━━ Raw data

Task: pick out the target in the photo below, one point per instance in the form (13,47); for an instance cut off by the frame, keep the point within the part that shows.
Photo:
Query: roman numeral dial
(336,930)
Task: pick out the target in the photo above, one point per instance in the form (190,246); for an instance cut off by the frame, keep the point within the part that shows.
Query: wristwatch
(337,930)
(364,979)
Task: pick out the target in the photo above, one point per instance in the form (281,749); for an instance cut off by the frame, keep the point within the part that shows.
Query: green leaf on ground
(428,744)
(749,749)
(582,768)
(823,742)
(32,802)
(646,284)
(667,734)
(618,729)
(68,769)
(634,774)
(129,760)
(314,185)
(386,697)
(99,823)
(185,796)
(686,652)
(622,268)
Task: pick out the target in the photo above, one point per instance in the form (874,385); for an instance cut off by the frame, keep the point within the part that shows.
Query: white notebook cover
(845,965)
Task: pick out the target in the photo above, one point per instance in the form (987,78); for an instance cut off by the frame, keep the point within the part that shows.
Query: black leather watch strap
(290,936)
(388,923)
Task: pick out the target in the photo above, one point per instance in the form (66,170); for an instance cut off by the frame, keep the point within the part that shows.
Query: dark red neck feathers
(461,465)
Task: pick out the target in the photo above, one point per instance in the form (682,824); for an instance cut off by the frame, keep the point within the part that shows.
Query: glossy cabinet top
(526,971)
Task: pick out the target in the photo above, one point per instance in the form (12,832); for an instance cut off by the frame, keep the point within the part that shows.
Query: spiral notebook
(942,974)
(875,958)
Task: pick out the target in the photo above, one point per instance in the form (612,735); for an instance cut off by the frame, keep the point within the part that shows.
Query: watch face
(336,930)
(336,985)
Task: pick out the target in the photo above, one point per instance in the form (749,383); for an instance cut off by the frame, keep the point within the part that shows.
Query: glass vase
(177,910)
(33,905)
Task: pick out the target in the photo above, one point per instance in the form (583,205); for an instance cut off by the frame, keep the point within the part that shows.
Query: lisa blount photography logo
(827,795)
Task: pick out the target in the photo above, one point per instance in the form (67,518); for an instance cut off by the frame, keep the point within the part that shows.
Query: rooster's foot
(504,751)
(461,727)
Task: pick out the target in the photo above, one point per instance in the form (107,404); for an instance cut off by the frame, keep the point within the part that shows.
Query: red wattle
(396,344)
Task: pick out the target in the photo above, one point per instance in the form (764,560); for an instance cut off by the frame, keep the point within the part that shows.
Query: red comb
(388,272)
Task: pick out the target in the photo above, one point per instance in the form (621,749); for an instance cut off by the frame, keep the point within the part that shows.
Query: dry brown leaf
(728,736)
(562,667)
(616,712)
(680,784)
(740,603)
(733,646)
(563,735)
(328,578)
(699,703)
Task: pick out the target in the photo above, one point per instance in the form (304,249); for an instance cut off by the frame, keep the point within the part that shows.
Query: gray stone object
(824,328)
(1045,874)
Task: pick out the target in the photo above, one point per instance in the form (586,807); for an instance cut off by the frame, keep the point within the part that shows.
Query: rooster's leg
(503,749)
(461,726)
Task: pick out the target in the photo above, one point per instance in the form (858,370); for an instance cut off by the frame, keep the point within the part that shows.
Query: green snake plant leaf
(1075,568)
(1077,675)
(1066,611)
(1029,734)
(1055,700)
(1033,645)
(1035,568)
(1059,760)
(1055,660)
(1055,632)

━━━━

Provide a verbatim reproduction of all the records.

Task: pick out the target in the photo below, one point per instance in the form (13,47); for an instance cut off by the frame, keep the point within the part that shows.
Photo:
Query: roman numeral dial
(336,930)
Task: pick out the target in the photo above, one point per instance in the form (190,246); for an instance cut off by the frame, keep the point within the part that shows.
Query: wristwatch
(337,930)
(364,979)
Task: pick out the target in the photo above, one point per instance in the form (281,749); for an instance cut off by the frame, keep the point within the part that shows.
Query: green leaf on ground
(428,744)
(749,749)
(582,768)
(823,742)
(32,802)
(646,284)
(667,734)
(618,729)
(68,769)
(634,774)
(129,760)
(314,185)
(386,697)
(99,823)
(185,796)
(686,652)
(622,268)
Task: pick out the target in the photo above, one point per instance in the form (874,385); for an instance cut off by the frame, keep the point within the part that shows.
Query: white notebook cover
(845,965)
Task: pick out the target in the photo above, one point per instance in the form (987,78); for an instance cut off by the frame, keep the point within the part that shows.
Query: black leather watch strap
(290,936)
(388,923)
Task: pick out the target in the photo above, one point per instance in the form (66,170); for an instance cut off by the frame, keep the point within the part that shows.
Query: dark red neck feathers
(461,465)
Task: pick out the target in the photo above, one point per instance in the form (682,824); for an instance cut off by the frame, keep the point within the part that shows.
Query: glossy cabinet top
(526,971)
Task: pick out the target in the photo above, one point per instance in the form (12,832); for an instance cut off by the frame, keep the point within the part that shows.
Query: spiral notebook
(942,974)
(875,958)
Task: pick out the target in the photo above, one point per instance in the form (612,735); for an instance cut off by the frame, keep the point within the part that shows.
Query: watch face
(336,930)
(336,985)
Task: pick out the target in the photo above, one point per instance in the form (749,383); for an instance cut off by the frame, keep the point within the part that shows.
Query: glass vase
(177,910)
(33,905)
Task: pick out the target in the photo above, one point per instance in the form (583,205); for an instance cut off by the frame, keep the point within the part that shows.
Query: lisa blount photography logo
(827,795)
Task: pick out the target in the photo above, one point per instance in the form (67,518); for an instance cut off by the frame, keep the point within the part that shows.
Query: rooster's foot
(504,751)
(461,727)
Task: pick out the target in the photo above, one point per instance in the form (107,404); for an instance cut off by the frame, keep the point within the part that shows.
Query: red wattle
(396,344)
Task: pick out the target in the photo above, one point per instance in the form (764,560); for an instance cut off by the frame, keep the point within the part that shows.
Query: red comb
(388,272)
Task: pick out the target in the photo above, one point per instance in the form (621,749); for an instance cut off by the frame, keep the point within the part that shows.
Query: dry brown leaf
(728,736)
(562,667)
(616,712)
(680,784)
(740,603)
(733,646)
(563,735)
(328,578)
(699,703)
Task: pick out the target in the photo above, one point per instance in the form (304,249); for an instance cut off by the frame, keep the point within the part that shows.
Query: gray stone object
(824,328)
(1045,874)
Task: pick out the target in the photo above, one point per instance in the form (586,807); for an instance cut off by the frame, keep the point within the part that shows.
Query: rooster's leg
(503,749)
(461,726)
Task: pick out the target in the photo above, one point per instance in the form (858,370); for an instance cut off by the frame, keep the point within the part that shows.
Query: green snake plant leaf
(1075,568)
(1077,675)
(1066,611)
(1029,734)
(1055,700)
(1033,645)
(1035,568)
(1059,760)
(1055,660)
(1055,632)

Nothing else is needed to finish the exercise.